• **Consigne 1**: Relevez, dans les entrées ci-dessous, chaque ligne qui contient la chaîne « blue ».

• **Extrait proposé**:

C’est un rôle singulièrement délicat que celui qui incombe à la femme d’un auteur célèbre, d’un poète illustre, d’un éloquent philosophe. Dans cette étrange comédie qui est la vie d’un grand homme de lettres, ce n’est pas généralement pour l’épouse que les belles tirades ont été écrites : les passages à effet, les scènes qui enlèvent les applaudissemens des contemporains et qui retiennent l’admiration béate de la postérité, sont accaparés par les rivales, par ce chœur d’héroïnes et d’amantes, plus ou moins sincères et désintéressées dans leur passion, que tout noble écrivain a rencontrées sur sa route, et qui, cédant à la séduction du talent, à l’heureuse puissance du génie, viennent s’offrir à lui, comme Marguerite d’Ecosse déposait l’hommage de son baiser sur les lèvres d’Alain Chartier endormi.

• **Données de travail**:
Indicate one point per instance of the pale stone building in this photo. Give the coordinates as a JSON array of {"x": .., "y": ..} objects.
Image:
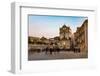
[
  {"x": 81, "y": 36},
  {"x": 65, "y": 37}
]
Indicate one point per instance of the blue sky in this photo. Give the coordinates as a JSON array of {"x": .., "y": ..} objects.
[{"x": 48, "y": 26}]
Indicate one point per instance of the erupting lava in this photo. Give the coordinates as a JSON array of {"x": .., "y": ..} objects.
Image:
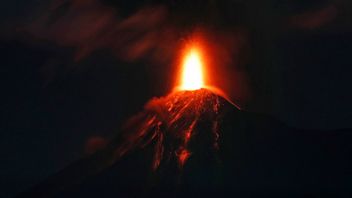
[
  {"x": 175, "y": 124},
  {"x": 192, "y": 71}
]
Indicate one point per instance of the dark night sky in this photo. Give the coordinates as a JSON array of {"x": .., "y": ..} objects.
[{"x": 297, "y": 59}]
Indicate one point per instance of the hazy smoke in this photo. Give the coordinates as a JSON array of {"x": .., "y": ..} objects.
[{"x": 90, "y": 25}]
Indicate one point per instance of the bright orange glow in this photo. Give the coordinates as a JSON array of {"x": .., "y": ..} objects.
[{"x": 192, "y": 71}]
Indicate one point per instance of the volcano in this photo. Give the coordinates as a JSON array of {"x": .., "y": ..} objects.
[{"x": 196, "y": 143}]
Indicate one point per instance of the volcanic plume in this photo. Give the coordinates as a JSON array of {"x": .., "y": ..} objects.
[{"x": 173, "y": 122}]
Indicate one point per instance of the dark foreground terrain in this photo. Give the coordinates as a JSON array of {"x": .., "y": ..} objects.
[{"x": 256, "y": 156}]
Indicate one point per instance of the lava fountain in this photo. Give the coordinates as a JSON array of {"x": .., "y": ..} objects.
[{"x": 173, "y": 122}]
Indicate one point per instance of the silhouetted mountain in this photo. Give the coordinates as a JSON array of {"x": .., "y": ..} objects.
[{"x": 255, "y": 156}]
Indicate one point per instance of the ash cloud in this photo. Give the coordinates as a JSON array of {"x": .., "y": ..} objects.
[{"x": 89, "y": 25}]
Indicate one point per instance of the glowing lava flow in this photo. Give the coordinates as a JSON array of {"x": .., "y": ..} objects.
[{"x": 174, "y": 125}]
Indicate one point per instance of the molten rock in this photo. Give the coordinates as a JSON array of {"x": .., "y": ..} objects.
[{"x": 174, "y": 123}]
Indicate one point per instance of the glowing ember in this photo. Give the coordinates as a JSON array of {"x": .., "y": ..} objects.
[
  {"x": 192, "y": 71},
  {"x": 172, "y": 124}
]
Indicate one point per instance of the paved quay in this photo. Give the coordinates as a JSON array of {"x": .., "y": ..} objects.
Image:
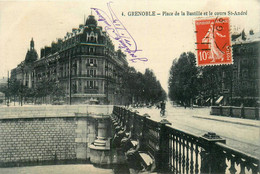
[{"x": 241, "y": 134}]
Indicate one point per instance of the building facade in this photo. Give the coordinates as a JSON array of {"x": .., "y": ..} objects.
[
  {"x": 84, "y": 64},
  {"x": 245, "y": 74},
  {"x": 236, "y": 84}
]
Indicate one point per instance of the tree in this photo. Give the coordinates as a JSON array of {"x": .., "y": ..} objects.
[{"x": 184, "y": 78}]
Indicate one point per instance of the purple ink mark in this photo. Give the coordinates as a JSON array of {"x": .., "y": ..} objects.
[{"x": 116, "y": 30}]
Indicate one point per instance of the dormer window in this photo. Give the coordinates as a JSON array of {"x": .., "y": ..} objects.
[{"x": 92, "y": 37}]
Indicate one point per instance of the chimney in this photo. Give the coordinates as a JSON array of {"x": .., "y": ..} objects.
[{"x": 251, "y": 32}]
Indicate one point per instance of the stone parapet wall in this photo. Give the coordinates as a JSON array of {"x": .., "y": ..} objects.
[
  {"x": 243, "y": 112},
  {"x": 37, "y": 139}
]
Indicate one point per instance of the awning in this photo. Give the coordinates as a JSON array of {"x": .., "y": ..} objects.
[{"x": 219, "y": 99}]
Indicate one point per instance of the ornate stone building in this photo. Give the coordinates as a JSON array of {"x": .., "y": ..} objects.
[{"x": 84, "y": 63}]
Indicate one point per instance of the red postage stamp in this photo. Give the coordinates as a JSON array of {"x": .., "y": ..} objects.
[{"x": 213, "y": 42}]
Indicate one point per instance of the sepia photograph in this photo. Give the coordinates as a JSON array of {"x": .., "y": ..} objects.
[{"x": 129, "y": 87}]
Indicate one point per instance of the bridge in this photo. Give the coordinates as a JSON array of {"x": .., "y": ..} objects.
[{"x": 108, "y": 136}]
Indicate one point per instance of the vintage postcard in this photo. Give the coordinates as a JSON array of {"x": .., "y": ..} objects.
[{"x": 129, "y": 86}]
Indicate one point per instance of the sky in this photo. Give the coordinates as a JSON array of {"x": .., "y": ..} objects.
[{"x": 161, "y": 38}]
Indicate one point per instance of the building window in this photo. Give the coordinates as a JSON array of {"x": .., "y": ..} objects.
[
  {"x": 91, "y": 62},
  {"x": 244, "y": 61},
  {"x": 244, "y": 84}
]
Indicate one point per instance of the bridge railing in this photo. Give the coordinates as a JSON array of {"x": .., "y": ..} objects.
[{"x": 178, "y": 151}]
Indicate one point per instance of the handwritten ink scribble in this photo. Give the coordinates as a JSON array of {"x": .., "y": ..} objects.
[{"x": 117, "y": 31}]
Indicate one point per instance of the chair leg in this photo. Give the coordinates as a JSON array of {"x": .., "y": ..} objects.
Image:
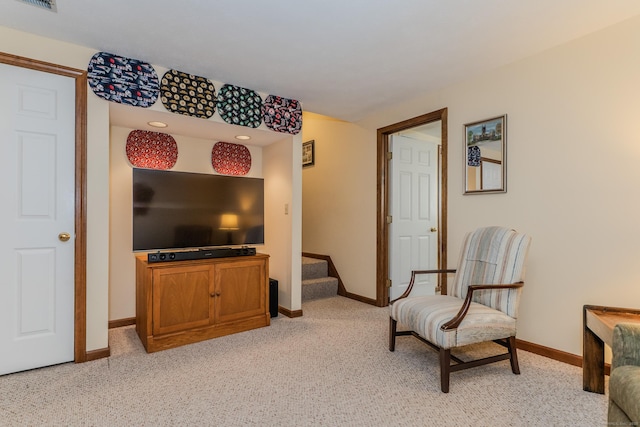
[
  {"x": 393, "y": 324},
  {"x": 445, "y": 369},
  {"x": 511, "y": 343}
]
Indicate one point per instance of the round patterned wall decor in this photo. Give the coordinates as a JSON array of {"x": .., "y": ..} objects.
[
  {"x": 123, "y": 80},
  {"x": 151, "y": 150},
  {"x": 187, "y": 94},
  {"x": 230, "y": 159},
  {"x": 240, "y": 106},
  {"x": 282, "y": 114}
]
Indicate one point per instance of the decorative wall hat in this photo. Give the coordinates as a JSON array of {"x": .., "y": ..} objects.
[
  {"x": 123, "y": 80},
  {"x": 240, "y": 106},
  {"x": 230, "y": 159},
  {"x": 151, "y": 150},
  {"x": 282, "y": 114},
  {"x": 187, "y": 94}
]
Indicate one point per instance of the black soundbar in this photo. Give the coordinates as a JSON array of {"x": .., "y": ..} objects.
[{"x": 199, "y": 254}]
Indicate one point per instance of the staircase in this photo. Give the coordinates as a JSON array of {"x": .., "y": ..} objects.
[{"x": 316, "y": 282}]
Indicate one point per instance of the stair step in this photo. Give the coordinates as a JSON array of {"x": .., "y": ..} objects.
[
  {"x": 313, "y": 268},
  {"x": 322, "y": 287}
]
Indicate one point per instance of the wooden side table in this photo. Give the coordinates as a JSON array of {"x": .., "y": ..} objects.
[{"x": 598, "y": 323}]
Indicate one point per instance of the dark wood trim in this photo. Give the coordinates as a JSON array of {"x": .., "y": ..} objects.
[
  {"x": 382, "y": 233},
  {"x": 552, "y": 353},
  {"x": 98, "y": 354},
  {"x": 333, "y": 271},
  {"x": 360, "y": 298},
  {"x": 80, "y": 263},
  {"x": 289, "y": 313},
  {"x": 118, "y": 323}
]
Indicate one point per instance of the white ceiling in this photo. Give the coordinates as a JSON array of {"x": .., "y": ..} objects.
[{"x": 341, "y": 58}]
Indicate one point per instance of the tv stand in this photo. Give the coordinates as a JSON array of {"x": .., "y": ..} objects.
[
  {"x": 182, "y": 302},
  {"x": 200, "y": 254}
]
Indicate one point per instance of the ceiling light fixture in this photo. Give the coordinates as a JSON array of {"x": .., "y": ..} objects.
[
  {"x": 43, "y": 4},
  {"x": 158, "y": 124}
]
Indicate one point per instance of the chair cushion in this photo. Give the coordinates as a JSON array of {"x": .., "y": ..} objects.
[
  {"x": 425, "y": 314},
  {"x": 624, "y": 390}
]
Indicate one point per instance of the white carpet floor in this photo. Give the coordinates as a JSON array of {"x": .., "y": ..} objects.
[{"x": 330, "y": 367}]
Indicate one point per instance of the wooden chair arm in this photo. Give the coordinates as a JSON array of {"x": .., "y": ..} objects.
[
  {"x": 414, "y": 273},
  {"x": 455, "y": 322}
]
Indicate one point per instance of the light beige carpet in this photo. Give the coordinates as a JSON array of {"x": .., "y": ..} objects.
...
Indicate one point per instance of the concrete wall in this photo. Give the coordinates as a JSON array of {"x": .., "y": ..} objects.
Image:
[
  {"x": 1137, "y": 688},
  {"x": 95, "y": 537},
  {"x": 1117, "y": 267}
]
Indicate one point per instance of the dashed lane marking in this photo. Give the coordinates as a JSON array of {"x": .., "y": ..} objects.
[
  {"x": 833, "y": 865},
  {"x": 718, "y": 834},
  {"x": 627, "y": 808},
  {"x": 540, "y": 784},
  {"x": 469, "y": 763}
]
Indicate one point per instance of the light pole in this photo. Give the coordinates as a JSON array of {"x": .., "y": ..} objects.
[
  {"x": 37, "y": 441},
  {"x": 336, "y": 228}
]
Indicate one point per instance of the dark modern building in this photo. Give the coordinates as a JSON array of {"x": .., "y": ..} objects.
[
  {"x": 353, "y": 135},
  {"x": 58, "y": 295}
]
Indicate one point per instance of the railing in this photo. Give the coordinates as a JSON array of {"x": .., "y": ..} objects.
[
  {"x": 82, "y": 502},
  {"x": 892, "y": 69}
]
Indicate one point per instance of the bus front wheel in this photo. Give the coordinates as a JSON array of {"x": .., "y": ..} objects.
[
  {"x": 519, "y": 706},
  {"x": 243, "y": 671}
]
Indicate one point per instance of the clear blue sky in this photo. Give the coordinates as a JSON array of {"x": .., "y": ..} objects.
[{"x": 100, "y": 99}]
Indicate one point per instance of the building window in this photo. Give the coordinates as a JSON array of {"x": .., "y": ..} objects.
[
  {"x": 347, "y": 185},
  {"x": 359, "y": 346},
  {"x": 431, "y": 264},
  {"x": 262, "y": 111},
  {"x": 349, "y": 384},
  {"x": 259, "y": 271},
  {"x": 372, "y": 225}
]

• **Consigne 2**: Poursuivez le texte sur l’épouse d’un auteur célèbre en reprenant après sa dernière phrase.

• **Résultat final 1**:
Indicate one point per instance of the blue sky in this photo. Give the coordinates as a JSON array of {"x": .., "y": ..} objects.
Indicate one point per instance of the clear blue sky in this photo. Give the coordinates as a JSON array of {"x": .., "y": ..} objects.

• **Résultat final 2**:
C’est que, par nature, par condition, le personnage de la femme légitime d’un homme devenu public est effacé et ingrat : elle représente la froide raison, les exigences étroites de la vie matérielle, la mesquinerie des soucis domestiques. Au milieu des succès bruyans qui entourent l’auteur à la mode, la célébrité du jour, elle ressemble assez à l’esclave du triomphateur romain, elle est un perpétuel rappel à la réalité, à cette réalité quotidienne qui est presque toujours décolorée, terne, banale, si médiocre et si désolante par tant de côtés!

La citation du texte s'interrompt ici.